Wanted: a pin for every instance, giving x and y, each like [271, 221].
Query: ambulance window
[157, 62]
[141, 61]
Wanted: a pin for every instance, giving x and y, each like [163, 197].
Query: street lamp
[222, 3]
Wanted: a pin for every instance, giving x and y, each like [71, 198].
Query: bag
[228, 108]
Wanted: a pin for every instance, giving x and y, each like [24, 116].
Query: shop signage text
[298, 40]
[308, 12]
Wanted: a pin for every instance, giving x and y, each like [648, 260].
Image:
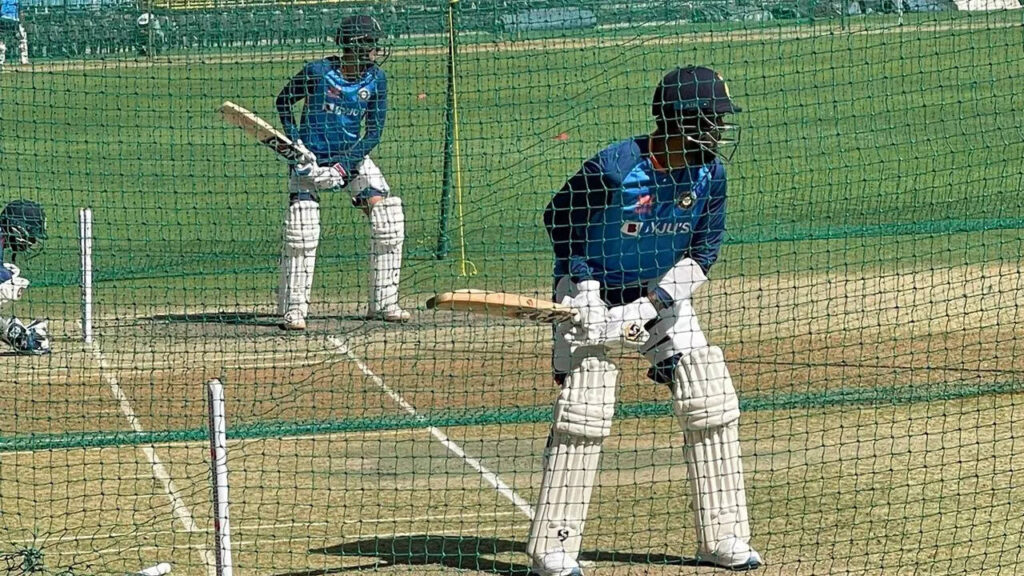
::::::
Reproduce every line of the listing above, requests included, multiplying each point coordinate in the answers by 2.1 and rounding to the nearest whole number, with halves rounded up. Leave the requests and their format samples unchanged, and omit the pictures.

* **RESULT OF THE TASK**:
Wanted: a pin for every instance, giving x and y, each like [271, 221].
Query: ambulance window
[330, 130]
[296, 128]
Wanted: a pin for every instance, giving x and y, each like [163, 197].
Query: street lamp
[466, 6]
Wanted: a pin for every instance, giving x and y, each like [71, 198].
Query: bag
[479, 227]
Wanted: a pin for every instance, giving x and y, each like [24, 116].
Query: shop signage text
[626, 84]
[647, 25]
Wanted: a pin for every instance, giving x and y, each like [648, 260].
Image:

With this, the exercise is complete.